Problem to work on>
An exact transcription of the records is required, minus any images.

☆ ☆ ☆ ☆

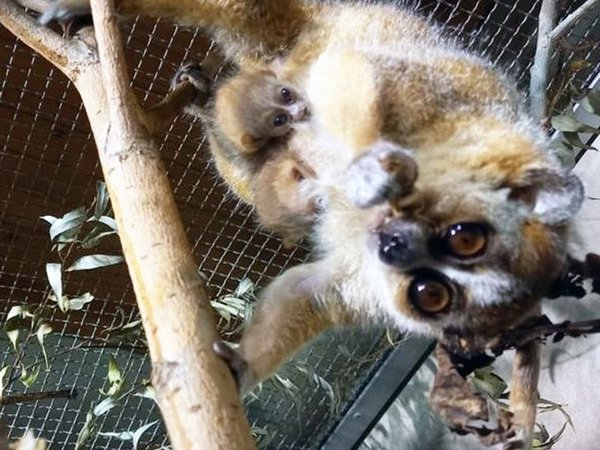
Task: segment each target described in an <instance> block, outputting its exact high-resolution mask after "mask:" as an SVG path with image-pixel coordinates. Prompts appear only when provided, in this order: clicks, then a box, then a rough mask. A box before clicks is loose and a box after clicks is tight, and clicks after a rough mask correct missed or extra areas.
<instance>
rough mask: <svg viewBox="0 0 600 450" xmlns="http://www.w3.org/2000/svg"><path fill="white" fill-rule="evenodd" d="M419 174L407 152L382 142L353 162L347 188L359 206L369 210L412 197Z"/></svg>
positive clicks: (346, 177)
mask: <svg viewBox="0 0 600 450" xmlns="http://www.w3.org/2000/svg"><path fill="white" fill-rule="evenodd" d="M417 175H418V168H417V164H416V162H415V160H414V159H413V158H412V156H411V155H410V153H409V152H408V151H407V150H405V149H403V148H402V147H400V146H398V145H395V144H392V143H390V142H386V141H380V142H378V143H377V144H375V145H373V146H372V147H371V149H369V150H368V151H367V153H365V154H364V155H362V156H360V157H358V158H357V159H356V160H354V162H352V164H351V165H350V167H349V168H348V171H347V174H346V176H345V179H344V189H345V192H346V194H347V195H348V198H350V200H351V201H352V202H353V203H354V204H355V205H356V206H358V207H359V208H367V207H369V206H373V205H377V204H379V203H382V202H384V201H394V200H397V199H399V198H402V197H404V196H406V195H408V194H410V193H411V192H412V190H413V186H414V184H415V181H416V180H417Z"/></svg>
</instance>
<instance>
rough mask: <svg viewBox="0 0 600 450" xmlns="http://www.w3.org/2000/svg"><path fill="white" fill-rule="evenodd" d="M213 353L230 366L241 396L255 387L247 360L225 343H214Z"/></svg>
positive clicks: (230, 368)
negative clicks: (242, 357)
mask: <svg viewBox="0 0 600 450" xmlns="http://www.w3.org/2000/svg"><path fill="white" fill-rule="evenodd" d="M213 351H214V352H215V353H216V354H217V355H218V356H219V357H220V358H221V359H222V360H223V361H225V363H226V364H227V365H228V366H229V370H231V374H232V375H233V378H234V379H235V382H236V384H237V386H238V389H239V392H240V394H241V395H244V394H245V393H246V392H248V391H249V390H250V389H251V388H252V386H254V381H253V380H252V376H251V374H250V370H249V369H248V363H247V362H246V360H245V359H244V358H242V356H241V355H240V354H239V353H238V352H237V351H236V350H234V349H232V348H231V347H230V346H229V345H227V344H226V343H225V342H223V341H218V342H215V343H213Z"/></svg>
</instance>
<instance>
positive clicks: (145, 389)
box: [133, 384, 156, 403]
mask: <svg viewBox="0 0 600 450" xmlns="http://www.w3.org/2000/svg"><path fill="white" fill-rule="evenodd" d="M133 395H135V396H136V397H142V398H148V399H150V400H152V401H153V402H154V403H156V390H155V389H154V386H152V385H151V384H149V385H148V386H146V387H145V389H144V390H143V391H142V392H136V393H135V394H133Z"/></svg>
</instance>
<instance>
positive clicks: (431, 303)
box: [407, 270, 453, 314]
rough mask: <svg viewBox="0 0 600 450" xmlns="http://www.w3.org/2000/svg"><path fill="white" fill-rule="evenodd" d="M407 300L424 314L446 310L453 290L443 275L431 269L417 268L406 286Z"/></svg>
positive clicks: (418, 309) (451, 301)
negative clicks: (409, 280)
mask: <svg viewBox="0 0 600 450" xmlns="http://www.w3.org/2000/svg"><path fill="white" fill-rule="evenodd" d="M407 295H408V300H409V301H410V302H411V303H412V305H413V306H414V307H415V308H416V309H418V310H419V311H421V312H422V313H424V314H440V313H443V312H446V311H447V310H448V309H449V308H450V305H451V304H452V297H453V290H452V289H451V288H450V286H449V284H448V281H447V280H446V279H445V277H444V276H443V275H441V274H439V273H438V272H435V271H433V270H419V271H416V272H415V273H414V278H413V280H412V281H411V283H410V285H409V286H408V292H407Z"/></svg>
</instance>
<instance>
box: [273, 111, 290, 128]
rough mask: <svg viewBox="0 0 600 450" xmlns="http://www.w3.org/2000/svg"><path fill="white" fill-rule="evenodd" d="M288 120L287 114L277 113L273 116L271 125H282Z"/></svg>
mask: <svg viewBox="0 0 600 450" xmlns="http://www.w3.org/2000/svg"><path fill="white" fill-rule="evenodd" d="M288 121H289V117H288V115H287V114H284V113H281V114H277V115H275V116H274V117H273V126H274V127H282V126H284V125H285V124H287V123H288Z"/></svg>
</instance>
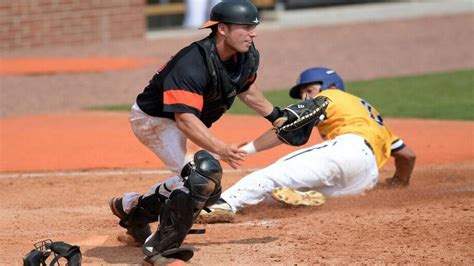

☆ ☆ ☆ ☆

Result of this exercise>
Task: segment each target described in an <instance> block, outputting its exact high-resolution mask after "mask:" as an SVG path with image-pixel coordinates. Prompts appear only when provided, in this order: clicks, then a box, then a rough mask. A box before clicks is loose and a box after clicks is tight, and clicks after a rough mask correct missed or extra areas.
<instance>
rough mask: <svg viewBox="0 0 600 450" xmlns="http://www.w3.org/2000/svg"><path fill="white" fill-rule="evenodd" d="M419 174L407 152L382 142L353 162L347 188L359 206L369 210L412 197Z"/></svg>
positive clicks: (346, 177)
mask: <svg viewBox="0 0 600 450" xmlns="http://www.w3.org/2000/svg"><path fill="white" fill-rule="evenodd" d="M417 175H418V168H417V164H416V162H415V160H414V159H413V158H412V156H411V155H410V153H409V152H408V151H407V150H405V149H403V148H402V147H400V146H398V145H395V144H392V143H390V142H386V141H380V142H378V143H377V144H375V145H373V146H372V147H371V149H369V150H368V151H367V153H365V154H364V155H362V156H360V157H358V158H357V159H356V160H354V162H352V164H351V165H350V167H349V168H348V171H347V174H346V176H345V179H344V189H345V192H346V194H347V195H348V198H350V200H351V201H352V202H353V203H354V204H355V205H356V206H358V207H359V208H367V207H369V206H373V205H377V204H379V203H382V202H384V201H394V200H397V199H399V198H402V197H404V196H406V195H408V194H410V193H411V192H412V190H413V186H414V184H415V181H416V180H417Z"/></svg>
</instance>
<instance>
rough mask: <svg viewBox="0 0 600 450" xmlns="http://www.w3.org/2000/svg"><path fill="white" fill-rule="evenodd" d="M213 353L230 366L241 396L255 387L247 360L225 343H214Z"/></svg>
positive clicks: (230, 368)
negative clicks: (242, 357)
mask: <svg viewBox="0 0 600 450" xmlns="http://www.w3.org/2000/svg"><path fill="white" fill-rule="evenodd" d="M213 351H214V352H215V353H216V354H217V355H218V356H219V357H220V358H221V359H222V360H223V361H225V363H226V364H227V365H228V366H229V370H231V374H232V375H233V378H234V379H235V382H236V384H237V386H238V389H239V392H240V394H241V395H244V394H245V393H246V392H248V391H249V390H250V389H251V388H252V386H254V381H253V380H252V376H251V374H250V370H249V369H248V363H247V362H246V360H245V359H244V358H242V356H241V355H240V354H239V353H238V352H237V351H236V350H234V349H232V348H231V347H230V346H229V345H227V344H226V343H225V342H223V341H218V342H215V343H213Z"/></svg>
</instance>
<instance>
positive clicks: (145, 389)
box: [133, 384, 156, 403]
mask: <svg viewBox="0 0 600 450" xmlns="http://www.w3.org/2000/svg"><path fill="white" fill-rule="evenodd" d="M133 395H135V396H136V397H142V398H148V399H150V400H152V401H153V402H154V403H156V390H155V389H154V386H152V385H151V384H149V385H148V386H146V387H145V389H144V390H143V391H142V392H136V393H135V394H133Z"/></svg>
</instance>
<instance>
positive clicks: (431, 303)
box: [407, 270, 453, 314]
rough mask: <svg viewBox="0 0 600 450" xmlns="http://www.w3.org/2000/svg"><path fill="white" fill-rule="evenodd" d="M407 300L424 314L446 310L453 290L443 275L431 269L417 268L406 286Z"/></svg>
positive clicks: (418, 309) (451, 301)
negative clicks: (409, 280)
mask: <svg viewBox="0 0 600 450" xmlns="http://www.w3.org/2000/svg"><path fill="white" fill-rule="evenodd" d="M407 295H408V300H409V301H410V302H411V303H412V305H413V306H414V307H415V308H416V309H418V310H419V311H421V312H422V313H424V314H440V313H443V312H446V311H447V310H448V309H449V308H450V305H451V304H452V297H453V290H452V289H451V288H450V286H449V284H448V281H447V280H446V279H445V277H444V276H443V275H441V274H439V273H438V272H435V271H433V270H419V271H416V272H415V273H414V278H413V280H412V281H411V283H410V285H409V286H408V292H407Z"/></svg>
</instance>
<instance>
box: [273, 111, 290, 128]
rough mask: <svg viewBox="0 0 600 450" xmlns="http://www.w3.org/2000/svg"><path fill="white" fill-rule="evenodd" d="M288 120L287 114L277 113L273 116L271 125H282Z"/></svg>
mask: <svg viewBox="0 0 600 450" xmlns="http://www.w3.org/2000/svg"><path fill="white" fill-rule="evenodd" d="M288 121H289V117H288V115H287V114H284V113H281V114H277V115H275V116H274V117H273V126H274V127H282V126H284V125H285V124H287V123H288Z"/></svg>
</instance>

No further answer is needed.